*Point labeling entries:*

>> Start

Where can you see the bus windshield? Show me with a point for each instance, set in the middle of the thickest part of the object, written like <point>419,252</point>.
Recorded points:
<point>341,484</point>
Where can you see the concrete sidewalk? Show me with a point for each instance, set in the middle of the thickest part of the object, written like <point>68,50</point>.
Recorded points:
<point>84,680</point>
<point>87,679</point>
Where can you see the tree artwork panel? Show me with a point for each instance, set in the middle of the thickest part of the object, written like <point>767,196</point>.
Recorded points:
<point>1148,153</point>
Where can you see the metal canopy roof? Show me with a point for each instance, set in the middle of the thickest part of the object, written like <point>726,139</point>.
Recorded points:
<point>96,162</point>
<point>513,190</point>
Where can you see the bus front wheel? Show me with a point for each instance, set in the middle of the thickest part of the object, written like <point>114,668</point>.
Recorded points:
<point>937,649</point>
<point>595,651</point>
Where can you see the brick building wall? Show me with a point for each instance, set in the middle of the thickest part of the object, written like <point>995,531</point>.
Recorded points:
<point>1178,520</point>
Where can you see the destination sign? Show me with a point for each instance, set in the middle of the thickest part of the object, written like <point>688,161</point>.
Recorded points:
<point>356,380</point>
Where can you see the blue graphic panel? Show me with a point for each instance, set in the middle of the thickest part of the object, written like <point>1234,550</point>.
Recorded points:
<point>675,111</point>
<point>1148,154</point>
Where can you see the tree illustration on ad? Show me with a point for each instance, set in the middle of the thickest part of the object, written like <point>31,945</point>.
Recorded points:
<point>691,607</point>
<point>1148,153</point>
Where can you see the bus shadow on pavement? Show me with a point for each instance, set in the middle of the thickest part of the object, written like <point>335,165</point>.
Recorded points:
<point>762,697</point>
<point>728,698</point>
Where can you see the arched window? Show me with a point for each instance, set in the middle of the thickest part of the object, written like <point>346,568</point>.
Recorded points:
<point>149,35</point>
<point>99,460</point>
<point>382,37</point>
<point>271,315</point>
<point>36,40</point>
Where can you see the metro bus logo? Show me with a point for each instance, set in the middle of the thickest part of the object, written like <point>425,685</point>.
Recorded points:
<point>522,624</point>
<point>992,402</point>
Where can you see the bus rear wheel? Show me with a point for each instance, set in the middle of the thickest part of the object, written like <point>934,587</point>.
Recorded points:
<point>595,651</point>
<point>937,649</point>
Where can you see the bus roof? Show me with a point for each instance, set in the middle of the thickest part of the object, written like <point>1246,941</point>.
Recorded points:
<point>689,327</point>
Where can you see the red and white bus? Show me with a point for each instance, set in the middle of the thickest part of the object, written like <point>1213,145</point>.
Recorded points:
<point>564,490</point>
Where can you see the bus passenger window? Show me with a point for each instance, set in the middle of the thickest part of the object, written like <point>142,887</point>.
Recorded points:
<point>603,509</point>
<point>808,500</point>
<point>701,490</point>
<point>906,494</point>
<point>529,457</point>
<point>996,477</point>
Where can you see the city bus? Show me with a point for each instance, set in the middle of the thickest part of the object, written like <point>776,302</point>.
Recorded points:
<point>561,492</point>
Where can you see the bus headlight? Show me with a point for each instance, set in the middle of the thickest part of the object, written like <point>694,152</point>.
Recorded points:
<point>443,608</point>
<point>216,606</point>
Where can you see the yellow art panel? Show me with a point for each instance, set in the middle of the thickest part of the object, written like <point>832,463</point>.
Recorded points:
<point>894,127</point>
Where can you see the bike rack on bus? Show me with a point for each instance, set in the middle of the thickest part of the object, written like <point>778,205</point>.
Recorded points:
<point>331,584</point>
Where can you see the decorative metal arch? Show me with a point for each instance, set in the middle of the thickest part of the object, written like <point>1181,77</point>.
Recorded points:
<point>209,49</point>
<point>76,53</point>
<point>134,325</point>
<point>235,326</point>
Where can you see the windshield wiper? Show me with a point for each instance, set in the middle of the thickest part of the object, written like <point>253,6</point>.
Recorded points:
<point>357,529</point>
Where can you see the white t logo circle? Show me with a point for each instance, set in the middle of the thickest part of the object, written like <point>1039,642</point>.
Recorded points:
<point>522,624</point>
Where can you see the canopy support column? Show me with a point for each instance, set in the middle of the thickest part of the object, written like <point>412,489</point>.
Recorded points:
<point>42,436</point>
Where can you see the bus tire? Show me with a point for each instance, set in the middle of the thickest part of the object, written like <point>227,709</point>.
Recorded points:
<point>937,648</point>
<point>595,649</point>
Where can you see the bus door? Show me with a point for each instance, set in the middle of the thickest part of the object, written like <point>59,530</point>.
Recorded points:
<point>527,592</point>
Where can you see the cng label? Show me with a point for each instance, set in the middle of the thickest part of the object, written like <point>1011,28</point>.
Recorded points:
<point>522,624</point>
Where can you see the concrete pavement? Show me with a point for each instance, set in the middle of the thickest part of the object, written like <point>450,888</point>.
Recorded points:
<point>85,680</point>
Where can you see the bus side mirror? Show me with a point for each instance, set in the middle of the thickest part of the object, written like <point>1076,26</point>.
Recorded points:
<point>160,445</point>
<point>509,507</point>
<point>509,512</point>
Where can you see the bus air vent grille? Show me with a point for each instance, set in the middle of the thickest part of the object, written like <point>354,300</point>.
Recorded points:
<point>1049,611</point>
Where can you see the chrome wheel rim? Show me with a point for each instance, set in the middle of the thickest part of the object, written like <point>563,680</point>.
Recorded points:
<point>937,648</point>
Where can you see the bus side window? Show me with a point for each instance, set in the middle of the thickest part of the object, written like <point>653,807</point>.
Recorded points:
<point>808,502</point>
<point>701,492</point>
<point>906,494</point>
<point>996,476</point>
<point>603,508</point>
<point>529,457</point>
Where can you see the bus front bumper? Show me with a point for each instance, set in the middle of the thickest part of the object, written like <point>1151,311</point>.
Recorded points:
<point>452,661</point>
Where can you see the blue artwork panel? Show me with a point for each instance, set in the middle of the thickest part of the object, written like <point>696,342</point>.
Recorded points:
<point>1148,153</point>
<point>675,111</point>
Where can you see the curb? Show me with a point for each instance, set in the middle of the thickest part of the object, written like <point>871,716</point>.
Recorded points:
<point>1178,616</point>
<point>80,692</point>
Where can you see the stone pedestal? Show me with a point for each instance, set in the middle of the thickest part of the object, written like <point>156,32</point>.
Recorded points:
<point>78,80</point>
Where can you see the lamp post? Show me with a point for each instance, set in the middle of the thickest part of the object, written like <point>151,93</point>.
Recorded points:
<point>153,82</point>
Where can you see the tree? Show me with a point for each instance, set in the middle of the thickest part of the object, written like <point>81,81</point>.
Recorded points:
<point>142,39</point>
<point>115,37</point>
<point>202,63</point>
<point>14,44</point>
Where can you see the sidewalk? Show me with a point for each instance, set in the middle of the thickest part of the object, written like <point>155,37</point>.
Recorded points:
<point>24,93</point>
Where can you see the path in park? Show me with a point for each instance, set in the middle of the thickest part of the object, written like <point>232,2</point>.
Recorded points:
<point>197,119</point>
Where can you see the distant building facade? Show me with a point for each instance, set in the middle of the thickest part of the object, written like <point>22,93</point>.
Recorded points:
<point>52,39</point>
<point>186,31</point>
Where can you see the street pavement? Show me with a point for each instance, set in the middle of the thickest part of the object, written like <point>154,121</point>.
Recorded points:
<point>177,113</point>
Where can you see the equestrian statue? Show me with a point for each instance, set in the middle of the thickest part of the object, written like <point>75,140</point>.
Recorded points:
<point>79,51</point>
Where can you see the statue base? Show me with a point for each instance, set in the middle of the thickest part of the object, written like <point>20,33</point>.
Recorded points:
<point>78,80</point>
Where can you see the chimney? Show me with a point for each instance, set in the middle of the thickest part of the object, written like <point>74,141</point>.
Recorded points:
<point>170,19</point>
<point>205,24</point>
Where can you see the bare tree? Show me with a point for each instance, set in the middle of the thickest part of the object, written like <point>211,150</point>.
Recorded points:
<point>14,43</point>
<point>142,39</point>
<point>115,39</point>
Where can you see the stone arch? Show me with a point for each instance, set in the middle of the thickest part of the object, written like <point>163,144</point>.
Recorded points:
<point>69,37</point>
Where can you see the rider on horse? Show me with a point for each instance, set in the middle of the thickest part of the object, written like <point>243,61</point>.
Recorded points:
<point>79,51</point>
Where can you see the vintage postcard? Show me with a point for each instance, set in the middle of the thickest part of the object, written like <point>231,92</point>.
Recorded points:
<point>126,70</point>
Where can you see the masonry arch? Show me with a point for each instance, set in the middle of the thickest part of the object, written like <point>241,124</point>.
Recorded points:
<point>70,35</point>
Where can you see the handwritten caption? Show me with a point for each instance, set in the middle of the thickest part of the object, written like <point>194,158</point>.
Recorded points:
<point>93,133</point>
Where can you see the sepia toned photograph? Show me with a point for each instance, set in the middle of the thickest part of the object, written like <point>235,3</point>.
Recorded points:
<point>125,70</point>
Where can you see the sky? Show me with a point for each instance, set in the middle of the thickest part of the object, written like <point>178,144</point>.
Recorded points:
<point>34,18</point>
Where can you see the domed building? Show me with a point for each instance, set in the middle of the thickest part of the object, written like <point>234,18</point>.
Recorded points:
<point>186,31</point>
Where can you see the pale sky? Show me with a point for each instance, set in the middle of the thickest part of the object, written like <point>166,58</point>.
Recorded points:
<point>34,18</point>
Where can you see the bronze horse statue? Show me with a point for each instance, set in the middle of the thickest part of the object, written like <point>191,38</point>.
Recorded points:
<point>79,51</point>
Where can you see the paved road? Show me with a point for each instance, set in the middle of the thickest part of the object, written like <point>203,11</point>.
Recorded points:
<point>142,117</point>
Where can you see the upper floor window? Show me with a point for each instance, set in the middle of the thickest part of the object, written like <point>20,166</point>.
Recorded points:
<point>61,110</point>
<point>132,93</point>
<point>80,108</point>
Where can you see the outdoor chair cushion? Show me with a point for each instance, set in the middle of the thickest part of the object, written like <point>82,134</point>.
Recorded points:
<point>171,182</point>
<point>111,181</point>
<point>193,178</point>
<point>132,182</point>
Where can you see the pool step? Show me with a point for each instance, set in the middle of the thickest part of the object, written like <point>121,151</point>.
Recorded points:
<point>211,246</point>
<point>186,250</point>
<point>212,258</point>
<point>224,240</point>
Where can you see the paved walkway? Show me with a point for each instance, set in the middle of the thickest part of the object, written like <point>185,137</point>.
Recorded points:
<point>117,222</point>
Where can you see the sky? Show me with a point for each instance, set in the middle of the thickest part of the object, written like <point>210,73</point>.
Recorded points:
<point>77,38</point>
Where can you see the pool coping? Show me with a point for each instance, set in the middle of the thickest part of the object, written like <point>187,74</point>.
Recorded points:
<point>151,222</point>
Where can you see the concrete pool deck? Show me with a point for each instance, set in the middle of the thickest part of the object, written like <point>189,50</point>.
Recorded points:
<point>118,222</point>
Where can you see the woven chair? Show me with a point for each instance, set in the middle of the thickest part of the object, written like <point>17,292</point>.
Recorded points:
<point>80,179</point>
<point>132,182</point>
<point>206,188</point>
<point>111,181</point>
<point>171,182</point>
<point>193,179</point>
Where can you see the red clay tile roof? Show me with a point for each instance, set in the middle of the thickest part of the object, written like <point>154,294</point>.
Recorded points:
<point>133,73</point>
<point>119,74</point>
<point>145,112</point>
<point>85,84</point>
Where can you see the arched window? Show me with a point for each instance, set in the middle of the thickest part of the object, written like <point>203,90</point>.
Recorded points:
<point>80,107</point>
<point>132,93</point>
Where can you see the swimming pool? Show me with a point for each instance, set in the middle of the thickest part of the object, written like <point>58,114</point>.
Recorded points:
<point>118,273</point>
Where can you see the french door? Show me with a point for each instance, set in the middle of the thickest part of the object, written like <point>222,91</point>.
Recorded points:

>> End

Copy the entries word for word, from the very first line up to and including the line with "<point>341,484</point>".

Where can you see the bus windshield? Show me with a point for each instance, set in the middle of the thickest part of the object, written like <point>419,252</point>.
Recorded points:
<point>341,484</point>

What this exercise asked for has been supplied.